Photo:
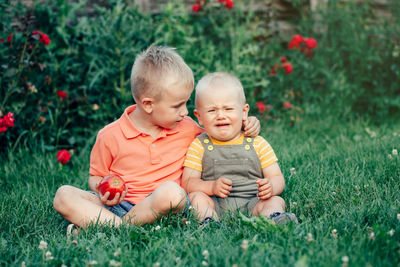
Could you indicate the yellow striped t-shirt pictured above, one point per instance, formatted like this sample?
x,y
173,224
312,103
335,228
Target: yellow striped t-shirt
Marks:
x,y
263,149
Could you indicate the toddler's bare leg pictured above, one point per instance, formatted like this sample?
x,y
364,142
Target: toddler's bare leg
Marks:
x,y
269,206
203,205
82,207
168,197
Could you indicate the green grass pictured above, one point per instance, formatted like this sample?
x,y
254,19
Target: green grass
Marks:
x,y
344,180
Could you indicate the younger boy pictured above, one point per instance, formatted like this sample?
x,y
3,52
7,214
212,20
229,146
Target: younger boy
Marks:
x,y
146,146
224,169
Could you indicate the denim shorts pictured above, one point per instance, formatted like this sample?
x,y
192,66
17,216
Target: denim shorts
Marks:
x,y
124,207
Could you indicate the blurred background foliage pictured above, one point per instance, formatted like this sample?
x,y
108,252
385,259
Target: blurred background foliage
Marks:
x,y
353,72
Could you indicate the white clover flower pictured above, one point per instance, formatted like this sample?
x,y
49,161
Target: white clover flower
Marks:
x,y
334,233
115,263
391,232
43,245
206,254
245,244
371,236
117,253
48,255
310,238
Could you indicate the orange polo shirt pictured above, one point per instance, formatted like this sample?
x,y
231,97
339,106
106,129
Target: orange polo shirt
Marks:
x,y
143,162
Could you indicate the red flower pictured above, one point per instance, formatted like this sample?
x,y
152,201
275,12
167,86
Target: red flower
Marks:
x,y
63,156
229,4
44,38
9,38
261,106
61,94
196,8
8,120
287,104
296,41
288,68
310,43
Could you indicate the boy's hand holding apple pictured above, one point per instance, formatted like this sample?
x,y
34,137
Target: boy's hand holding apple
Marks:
x,y
112,190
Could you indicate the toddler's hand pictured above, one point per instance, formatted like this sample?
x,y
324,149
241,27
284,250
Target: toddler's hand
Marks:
x,y
264,189
251,126
222,187
118,198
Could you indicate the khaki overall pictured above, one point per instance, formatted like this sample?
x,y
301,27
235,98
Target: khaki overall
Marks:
x,y
239,163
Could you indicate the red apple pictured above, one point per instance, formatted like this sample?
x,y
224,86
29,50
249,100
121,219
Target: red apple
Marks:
x,y
112,183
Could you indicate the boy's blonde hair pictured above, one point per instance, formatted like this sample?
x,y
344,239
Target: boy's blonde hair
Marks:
x,y
220,77
153,66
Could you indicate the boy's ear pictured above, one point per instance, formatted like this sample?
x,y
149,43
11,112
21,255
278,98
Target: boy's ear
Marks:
x,y
147,104
246,109
197,114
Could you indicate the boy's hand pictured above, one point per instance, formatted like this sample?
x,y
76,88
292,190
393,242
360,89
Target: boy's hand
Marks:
x,y
118,198
222,187
251,126
264,189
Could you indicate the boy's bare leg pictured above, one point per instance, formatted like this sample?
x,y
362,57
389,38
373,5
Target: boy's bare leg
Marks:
x,y
269,206
82,207
203,204
168,197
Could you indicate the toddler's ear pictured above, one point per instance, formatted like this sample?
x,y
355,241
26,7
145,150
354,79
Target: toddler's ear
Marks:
x,y
197,114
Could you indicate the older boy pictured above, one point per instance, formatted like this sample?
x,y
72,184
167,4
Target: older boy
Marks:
x,y
146,147
224,169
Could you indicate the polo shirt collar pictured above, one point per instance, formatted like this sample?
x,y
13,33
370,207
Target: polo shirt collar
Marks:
x,y
130,130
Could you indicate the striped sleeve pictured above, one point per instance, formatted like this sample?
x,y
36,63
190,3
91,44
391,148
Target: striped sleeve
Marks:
x,y
194,155
264,151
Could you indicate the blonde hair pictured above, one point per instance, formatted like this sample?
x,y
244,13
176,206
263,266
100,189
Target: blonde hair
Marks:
x,y
216,77
153,66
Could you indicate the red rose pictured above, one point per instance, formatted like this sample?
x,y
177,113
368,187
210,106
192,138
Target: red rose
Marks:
x,y
287,104
288,68
61,94
9,38
261,106
63,156
196,8
296,41
310,43
8,120
44,38
229,4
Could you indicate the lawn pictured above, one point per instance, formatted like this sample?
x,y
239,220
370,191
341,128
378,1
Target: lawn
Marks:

*Your task*:
The expected output is the full material above, word for word, without pictures.

*Answer section*:
Photo:
Could you indicate the yellow striped t-shirt pictured above, one point per instance, formatted like this sample?
x,y
173,224
312,103
335,228
Target: yellow striped t-shirt
Marks:
x,y
263,149
Could you indicate the toddler's bare leg pictured above, one point per instance, formatted like this sample?
x,y
364,142
Target: toddler's bare leg
Marks:
x,y
269,206
203,205
82,207
168,197
Could you indicate the green grass pictured above, one point per instance, formatted like this sample?
x,y
254,19
Target: green grass
Marks:
x,y
344,180
Could you indicate the younger boy pictured above, one point per instance, formatted like this sample?
x,y
3,52
7,214
212,20
229,146
Target: younger boy
Marks:
x,y
146,146
224,169
Could you indicate the denim shorts pictured above, one point per instance, formatted like this sample?
x,y
192,66
17,216
Target: denim shorts
Marks:
x,y
124,207
Could you indicate the blurred background foliage pictured above, one point per instance, formatted like this sample?
x,y
108,252
385,259
Target: blurred background foliage
Marks:
x,y
353,72
Could you indicate the white clover flower pictured above, one point per instance, formatted like this sample?
x,y
49,161
Target: white clover flower
Marks:
x,y
334,233
115,263
391,232
43,245
206,254
245,244
371,236
117,253
48,255
310,238
Could you indicate the orange polo shirt pictured above, one point per instance, formatted like this sample?
x,y
231,97
339,106
106,129
Target: orange polo shirt
Marks:
x,y
143,162
Could you indicate the red flower pictured above, one point per instance, formatted like this sample?
x,y
152,201
275,12
167,86
Target: red flower
Marks:
x,y
63,156
229,4
44,38
9,38
261,106
61,94
196,8
8,120
287,104
296,41
288,68
310,43
Could you indicate the boy's hand holding apple pictured above, one point per instance, formatted like this sample?
x,y
34,137
Target: boy's hand holding apple
Marks:
x,y
112,190
Could you indicate the toddler's hand pictured above, one point per instance, formatted like this sample?
x,y
324,149
241,27
284,250
Target: toddler's hand
Marks:
x,y
264,189
251,126
222,187
118,198
Could you indicate the khaki overall pictured above, one point per instance, formatted like this sample?
x,y
301,27
235,98
Target: khaki overall
Marks:
x,y
239,163
Could you indicate the red apple pictured above, one point per instance, formatted like this sample?
x,y
224,86
29,50
249,100
121,219
Target: red apple
Marks:
x,y
112,183
Could you indicate the boy's blonde hair pictured above, one point per instance, formatted like this sample?
x,y
344,239
Target: boy's blonde hair
Marks:
x,y
220,77
153,66
Could you indicate the boy's ear pictured above, one point per instance, formatted like this sample?
x,y
149,43
11,112
21,255
278,98
Target: boy's ear
Marks:
x,y
147,104
246,109
197,114
Could you indicate the boy's hand pictured above, one point per instance, formatted like this sample?
x,y
76,88
292,190
393,242
360,89
Target: boy's hand
Marks:
x,y
118,198
222,187
251,126
264,189
Could you indicate the boy's bare leg pictured above, one point per instance, formatted like this sample?
x,y
362,57
389,38
373,5
Target: boy's bare leg
Marks:
x,y
269,206
82,207
203,204
168,197
Could you indicate the toddler's ear pictured above, one point per instance, formatted like this sample?
x,y
355,241
26,7
145,150
354,79
Target: toddler's ear
Marks:
x,y
197,114
Could you indicate the older boy pictured above, one point per instance, formatted like this sample?
x,y
72,184
167,4
Target: older boy
Marks:
x,y
146,147
224,169
Could you indicate the polo shirt collar pictured above, one point per instance, formatted like this sample?
x,y
13,33
370,207
Target: polo shirt collar
Marks:
x,y
130,130
Could you indicate the striped sleeve pictured above, one point per instance, formatted like this sample?
x,y
36,63
190,3
91,44
391,148
Target: striped sleeve
Marks:
x,y
194,155
264,151
Could you indicate the blonde hair pictured above, one point per instance, formatted like this sample?
x,y
244,13
176,206
263,266
100,189
Target: blonde hair
Marks:
x,y
216,77
153,66
Could you indicate the red rose pictured above, one point per instance, formatted like this sample?
x,y
177,113
368,187
210,106
192,138
Target: red rose
Marks:
x,y
287,104
288,68
61,94
9,38
261,106
63,156
196,8
296,41
310,43
8,120
44,38
229,4
Could you indicate the lawn pictured above, one point per instance, formatted like this sample?
x,y
239,220
370,191
341,128
378,1
Target: lawn
Marks:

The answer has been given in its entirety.